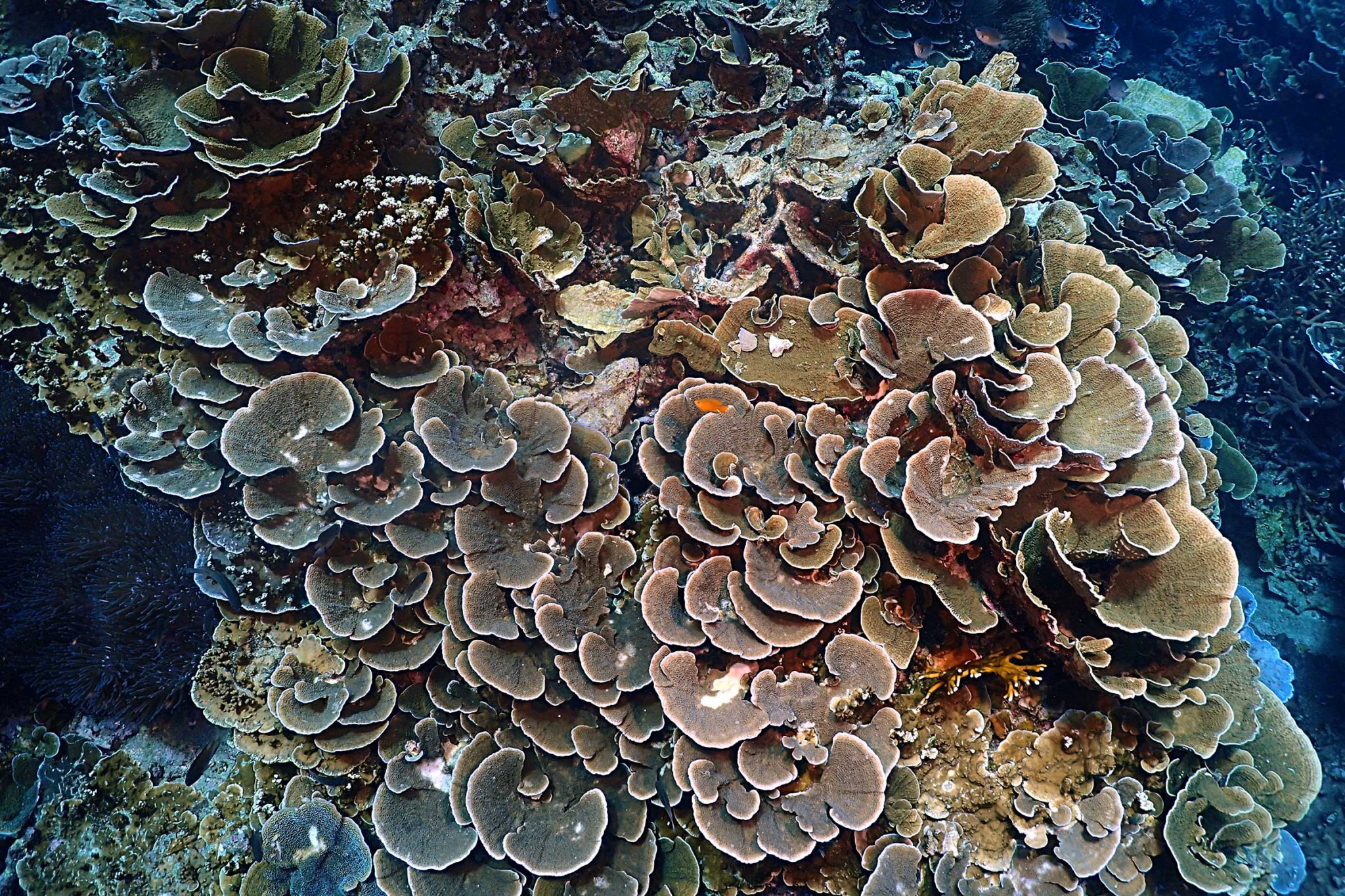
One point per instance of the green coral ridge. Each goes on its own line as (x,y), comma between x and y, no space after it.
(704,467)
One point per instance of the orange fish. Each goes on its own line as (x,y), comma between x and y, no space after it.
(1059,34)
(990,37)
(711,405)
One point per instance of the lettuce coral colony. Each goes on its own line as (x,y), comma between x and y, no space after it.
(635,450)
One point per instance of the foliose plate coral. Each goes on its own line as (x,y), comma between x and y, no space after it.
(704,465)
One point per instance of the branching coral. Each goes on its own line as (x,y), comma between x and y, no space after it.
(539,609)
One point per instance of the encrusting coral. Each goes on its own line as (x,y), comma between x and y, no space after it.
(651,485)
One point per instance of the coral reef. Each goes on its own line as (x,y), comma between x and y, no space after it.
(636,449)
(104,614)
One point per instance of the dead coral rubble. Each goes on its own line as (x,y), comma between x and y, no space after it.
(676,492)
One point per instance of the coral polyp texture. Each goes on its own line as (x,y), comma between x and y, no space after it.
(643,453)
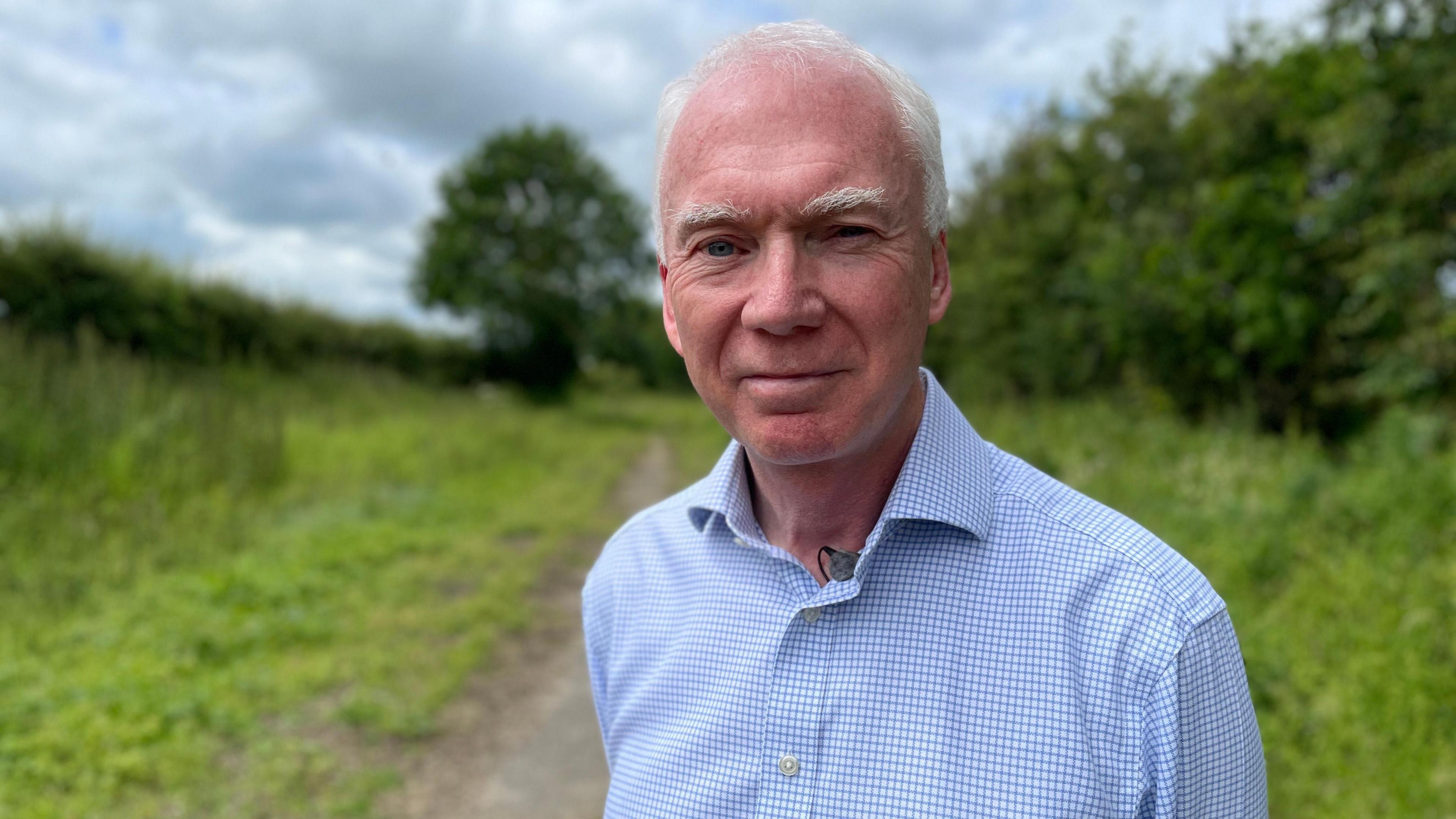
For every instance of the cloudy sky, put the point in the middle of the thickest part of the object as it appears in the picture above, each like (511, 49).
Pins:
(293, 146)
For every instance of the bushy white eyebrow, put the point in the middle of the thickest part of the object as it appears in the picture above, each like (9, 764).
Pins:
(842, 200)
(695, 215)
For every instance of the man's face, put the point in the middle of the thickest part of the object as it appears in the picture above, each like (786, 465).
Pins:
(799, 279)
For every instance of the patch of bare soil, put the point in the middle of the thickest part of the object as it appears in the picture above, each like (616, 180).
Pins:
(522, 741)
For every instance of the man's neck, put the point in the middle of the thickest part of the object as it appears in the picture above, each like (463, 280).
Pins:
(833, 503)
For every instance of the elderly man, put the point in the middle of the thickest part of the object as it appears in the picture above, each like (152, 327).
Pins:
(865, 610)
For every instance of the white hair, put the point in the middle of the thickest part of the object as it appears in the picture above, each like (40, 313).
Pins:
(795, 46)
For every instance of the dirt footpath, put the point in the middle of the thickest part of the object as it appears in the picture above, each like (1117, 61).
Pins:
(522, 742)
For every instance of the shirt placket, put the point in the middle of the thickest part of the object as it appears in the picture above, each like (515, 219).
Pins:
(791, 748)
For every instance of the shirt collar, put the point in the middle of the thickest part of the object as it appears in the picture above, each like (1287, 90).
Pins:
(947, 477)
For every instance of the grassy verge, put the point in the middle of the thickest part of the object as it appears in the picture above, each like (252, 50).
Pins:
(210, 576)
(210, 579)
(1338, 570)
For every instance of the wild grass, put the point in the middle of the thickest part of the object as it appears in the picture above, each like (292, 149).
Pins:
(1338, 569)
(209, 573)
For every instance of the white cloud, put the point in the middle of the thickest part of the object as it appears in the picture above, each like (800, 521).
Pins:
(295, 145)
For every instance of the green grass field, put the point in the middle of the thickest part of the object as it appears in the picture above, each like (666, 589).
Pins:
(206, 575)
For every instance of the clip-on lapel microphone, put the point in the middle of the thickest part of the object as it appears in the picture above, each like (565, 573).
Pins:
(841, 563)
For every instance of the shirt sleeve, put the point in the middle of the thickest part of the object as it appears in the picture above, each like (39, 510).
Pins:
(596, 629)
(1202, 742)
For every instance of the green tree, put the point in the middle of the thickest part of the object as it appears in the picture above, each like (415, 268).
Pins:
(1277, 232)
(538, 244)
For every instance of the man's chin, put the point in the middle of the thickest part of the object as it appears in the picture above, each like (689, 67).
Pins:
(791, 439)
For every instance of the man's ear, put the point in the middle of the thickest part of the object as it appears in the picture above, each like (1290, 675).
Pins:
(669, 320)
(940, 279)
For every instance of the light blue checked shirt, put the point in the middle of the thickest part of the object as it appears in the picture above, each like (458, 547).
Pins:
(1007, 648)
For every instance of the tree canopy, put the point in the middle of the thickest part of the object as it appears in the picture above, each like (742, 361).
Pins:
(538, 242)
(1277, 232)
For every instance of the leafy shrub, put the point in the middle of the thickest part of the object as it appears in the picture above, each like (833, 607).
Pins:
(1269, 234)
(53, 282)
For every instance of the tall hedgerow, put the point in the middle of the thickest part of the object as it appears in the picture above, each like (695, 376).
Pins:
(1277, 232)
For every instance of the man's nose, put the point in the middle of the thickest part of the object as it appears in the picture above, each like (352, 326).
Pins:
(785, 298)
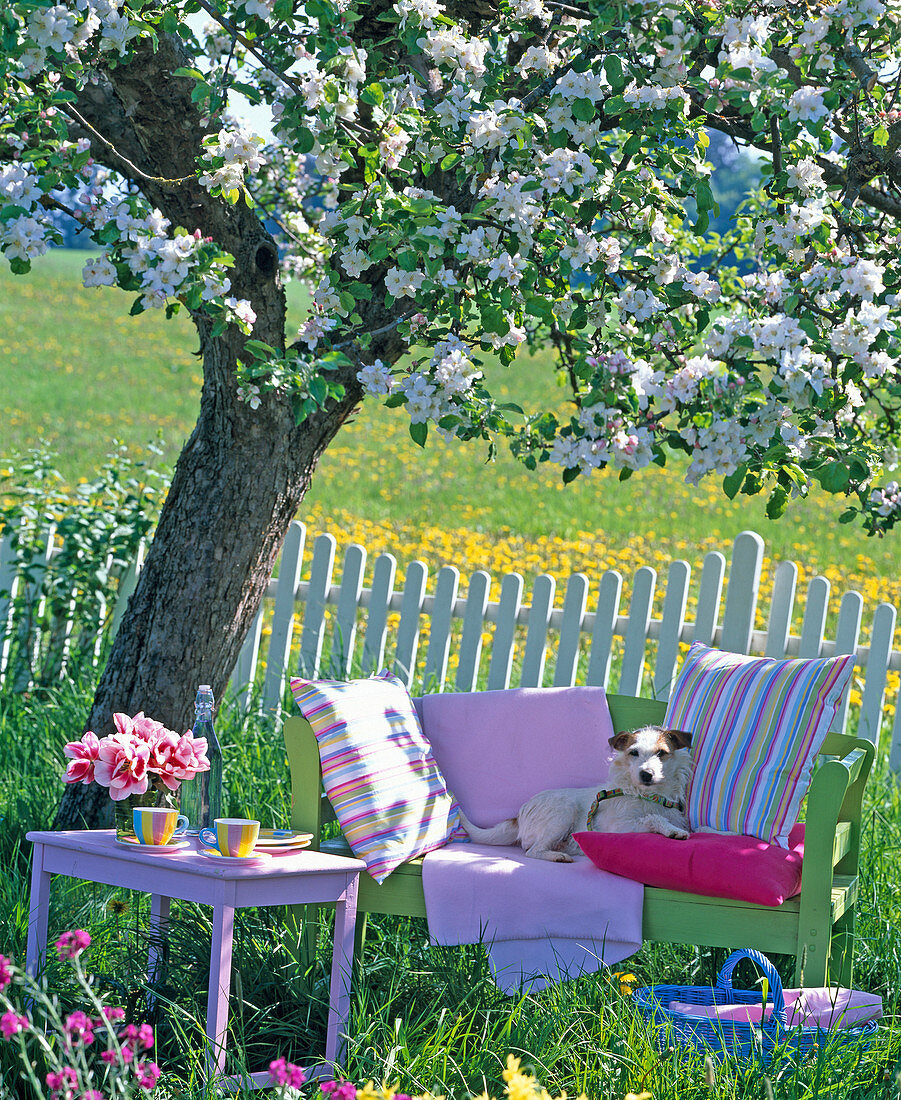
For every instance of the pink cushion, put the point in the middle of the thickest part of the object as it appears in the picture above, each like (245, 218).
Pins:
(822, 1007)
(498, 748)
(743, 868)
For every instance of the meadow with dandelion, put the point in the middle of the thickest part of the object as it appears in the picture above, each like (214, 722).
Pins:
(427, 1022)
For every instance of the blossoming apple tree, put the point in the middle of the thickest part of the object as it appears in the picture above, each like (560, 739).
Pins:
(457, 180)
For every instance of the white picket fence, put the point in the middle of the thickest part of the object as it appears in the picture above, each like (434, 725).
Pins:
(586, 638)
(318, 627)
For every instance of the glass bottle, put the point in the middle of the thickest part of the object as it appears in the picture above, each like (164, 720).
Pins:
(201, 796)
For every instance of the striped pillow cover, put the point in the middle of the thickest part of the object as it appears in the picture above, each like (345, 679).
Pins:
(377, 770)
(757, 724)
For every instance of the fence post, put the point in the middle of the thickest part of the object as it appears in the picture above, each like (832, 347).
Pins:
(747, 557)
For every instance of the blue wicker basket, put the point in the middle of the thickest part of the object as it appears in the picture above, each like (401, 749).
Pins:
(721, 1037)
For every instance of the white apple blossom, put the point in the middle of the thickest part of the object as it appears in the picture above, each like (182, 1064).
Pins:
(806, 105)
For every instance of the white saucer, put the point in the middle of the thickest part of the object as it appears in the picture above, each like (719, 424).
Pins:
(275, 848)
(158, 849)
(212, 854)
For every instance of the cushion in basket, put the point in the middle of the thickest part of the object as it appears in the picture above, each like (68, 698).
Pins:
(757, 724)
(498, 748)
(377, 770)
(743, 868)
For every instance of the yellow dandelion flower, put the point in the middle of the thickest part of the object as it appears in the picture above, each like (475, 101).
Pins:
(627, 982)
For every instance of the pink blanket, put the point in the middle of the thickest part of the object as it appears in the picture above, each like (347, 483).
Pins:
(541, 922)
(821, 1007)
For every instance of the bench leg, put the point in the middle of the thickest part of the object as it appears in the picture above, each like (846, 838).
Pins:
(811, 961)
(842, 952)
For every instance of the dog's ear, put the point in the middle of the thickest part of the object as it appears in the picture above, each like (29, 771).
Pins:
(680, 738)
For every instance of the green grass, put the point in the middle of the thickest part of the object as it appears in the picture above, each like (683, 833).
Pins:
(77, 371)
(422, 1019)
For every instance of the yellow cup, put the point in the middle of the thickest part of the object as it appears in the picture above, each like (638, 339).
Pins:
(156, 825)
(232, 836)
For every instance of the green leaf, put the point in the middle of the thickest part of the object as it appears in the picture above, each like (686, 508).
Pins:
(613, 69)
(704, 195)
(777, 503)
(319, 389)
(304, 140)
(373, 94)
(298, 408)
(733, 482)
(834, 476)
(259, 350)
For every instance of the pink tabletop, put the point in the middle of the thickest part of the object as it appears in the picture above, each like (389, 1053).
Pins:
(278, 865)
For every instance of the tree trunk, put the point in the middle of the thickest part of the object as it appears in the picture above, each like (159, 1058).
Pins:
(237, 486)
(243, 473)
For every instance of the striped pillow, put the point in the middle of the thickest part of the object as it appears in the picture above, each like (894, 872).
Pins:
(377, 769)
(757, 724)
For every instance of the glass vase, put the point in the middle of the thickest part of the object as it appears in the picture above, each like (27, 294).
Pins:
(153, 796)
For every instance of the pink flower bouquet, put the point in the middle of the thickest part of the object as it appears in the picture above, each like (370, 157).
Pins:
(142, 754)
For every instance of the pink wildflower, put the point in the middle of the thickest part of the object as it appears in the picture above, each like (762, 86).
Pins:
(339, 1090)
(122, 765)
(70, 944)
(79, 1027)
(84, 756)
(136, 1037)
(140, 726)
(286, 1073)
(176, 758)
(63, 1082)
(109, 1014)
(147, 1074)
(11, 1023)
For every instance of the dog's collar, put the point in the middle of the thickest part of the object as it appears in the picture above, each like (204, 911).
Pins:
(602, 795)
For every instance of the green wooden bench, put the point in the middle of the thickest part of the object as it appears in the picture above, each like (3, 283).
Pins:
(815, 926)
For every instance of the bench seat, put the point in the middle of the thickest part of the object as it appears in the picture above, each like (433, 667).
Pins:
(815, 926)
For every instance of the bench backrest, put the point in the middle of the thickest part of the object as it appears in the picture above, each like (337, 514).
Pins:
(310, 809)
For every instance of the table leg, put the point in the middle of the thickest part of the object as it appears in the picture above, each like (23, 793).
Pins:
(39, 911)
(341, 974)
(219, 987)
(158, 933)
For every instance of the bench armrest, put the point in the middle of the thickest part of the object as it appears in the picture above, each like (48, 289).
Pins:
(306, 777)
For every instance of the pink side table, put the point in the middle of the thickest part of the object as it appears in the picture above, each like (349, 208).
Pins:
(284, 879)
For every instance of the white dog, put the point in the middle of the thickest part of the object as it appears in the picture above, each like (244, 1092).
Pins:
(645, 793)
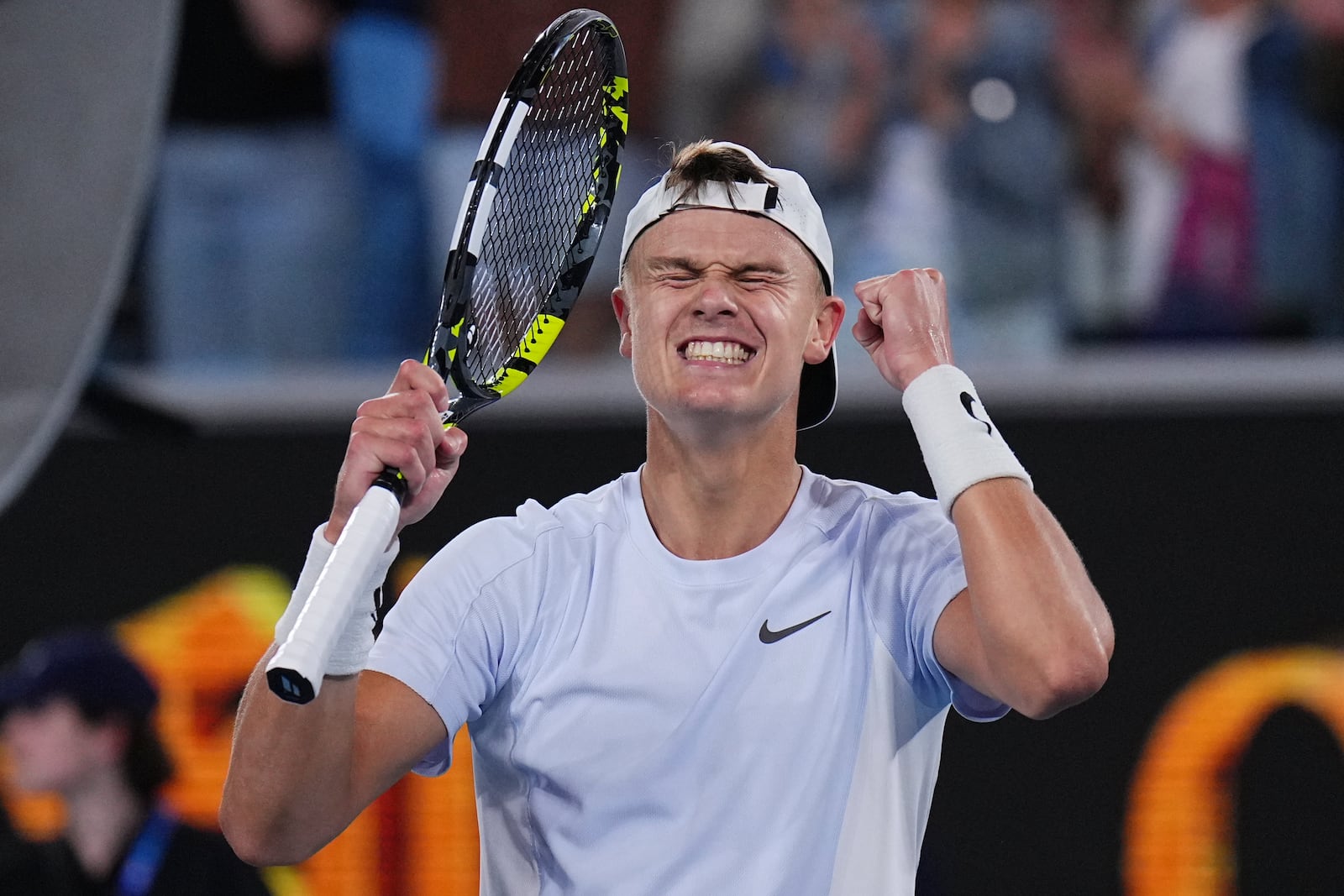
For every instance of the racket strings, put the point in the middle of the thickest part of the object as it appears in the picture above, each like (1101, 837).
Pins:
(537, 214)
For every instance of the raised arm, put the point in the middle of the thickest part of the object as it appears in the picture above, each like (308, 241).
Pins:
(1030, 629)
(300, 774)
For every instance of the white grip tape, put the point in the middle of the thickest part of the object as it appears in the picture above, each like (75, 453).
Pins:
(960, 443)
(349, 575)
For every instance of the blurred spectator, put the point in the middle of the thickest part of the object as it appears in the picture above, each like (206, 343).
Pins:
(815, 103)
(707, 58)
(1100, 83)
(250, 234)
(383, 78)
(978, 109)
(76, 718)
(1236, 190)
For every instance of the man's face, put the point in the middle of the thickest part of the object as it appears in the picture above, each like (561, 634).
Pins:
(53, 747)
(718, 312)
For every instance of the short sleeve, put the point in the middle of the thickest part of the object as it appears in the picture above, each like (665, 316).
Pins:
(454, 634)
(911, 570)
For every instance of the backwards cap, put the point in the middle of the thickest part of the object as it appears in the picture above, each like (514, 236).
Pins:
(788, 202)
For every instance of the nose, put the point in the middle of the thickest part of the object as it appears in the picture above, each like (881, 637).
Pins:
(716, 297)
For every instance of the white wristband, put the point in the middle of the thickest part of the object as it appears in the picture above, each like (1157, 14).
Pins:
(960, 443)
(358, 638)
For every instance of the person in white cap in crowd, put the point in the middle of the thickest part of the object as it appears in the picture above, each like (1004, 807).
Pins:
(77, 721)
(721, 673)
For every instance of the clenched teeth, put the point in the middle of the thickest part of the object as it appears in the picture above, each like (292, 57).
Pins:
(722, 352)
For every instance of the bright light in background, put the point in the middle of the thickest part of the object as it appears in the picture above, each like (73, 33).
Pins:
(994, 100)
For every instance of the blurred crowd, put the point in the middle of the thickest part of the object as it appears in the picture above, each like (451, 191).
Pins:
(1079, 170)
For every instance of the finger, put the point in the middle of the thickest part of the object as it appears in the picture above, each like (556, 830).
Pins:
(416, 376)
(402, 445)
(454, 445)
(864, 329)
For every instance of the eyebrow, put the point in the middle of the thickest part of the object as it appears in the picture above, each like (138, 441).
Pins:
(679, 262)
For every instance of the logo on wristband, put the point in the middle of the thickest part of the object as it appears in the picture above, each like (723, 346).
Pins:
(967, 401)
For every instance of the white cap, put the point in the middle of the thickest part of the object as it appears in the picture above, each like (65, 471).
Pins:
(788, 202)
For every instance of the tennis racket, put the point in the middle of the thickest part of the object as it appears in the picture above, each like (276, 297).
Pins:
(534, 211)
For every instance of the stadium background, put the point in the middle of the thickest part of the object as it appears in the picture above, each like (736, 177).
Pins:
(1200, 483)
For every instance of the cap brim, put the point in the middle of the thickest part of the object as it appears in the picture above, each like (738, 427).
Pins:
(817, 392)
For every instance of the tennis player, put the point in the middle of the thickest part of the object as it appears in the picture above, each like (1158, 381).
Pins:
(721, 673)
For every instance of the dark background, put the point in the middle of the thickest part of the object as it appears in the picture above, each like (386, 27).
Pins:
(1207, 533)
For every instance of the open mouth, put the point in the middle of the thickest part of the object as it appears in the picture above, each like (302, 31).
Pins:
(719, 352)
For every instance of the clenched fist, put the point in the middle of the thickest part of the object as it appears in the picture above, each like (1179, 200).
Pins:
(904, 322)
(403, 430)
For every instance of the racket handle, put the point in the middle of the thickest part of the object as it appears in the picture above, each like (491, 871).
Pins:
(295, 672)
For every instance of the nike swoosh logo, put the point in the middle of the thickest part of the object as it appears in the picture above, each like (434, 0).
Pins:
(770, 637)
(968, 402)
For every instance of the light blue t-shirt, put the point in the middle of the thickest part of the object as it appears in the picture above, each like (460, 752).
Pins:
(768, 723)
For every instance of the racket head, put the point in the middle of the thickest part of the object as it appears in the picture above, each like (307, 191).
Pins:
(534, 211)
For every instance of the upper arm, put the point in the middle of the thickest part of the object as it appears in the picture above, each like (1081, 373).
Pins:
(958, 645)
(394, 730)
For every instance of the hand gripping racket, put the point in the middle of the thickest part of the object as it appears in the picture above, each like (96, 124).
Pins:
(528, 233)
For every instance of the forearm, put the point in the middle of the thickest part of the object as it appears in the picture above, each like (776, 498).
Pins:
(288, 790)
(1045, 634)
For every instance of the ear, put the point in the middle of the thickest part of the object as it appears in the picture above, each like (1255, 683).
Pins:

++++++++

Exercise prompt ▸ Repeat, character for character, the lines from the one that holds "For every instance of the upper" to the final line of the material, inclusive, and no other lines.

Answer for the task ▸
For every instance of the upper arm, put the point in the middle of the thickest part of the object as it appears in the picture above, each like (1081, 373).
Pins:
(958, 645)
(394, 730)
For every instance of the hand gripping racket, put the point in the middle of the thickest part of the object as it appears in the picture above, each like (96, 124).
Pins:
(528, 233)
For every instance of the forearm, put the point in the middle of the thickest part of the object as it appears in the picture above, each like (776, 498).
Pins:
(288, 790)
(1045, 634)
For every instance of the ear, put the point in the middle of the thickest part of the object as it appears in the picture above, each like (1255, 683).
Pins:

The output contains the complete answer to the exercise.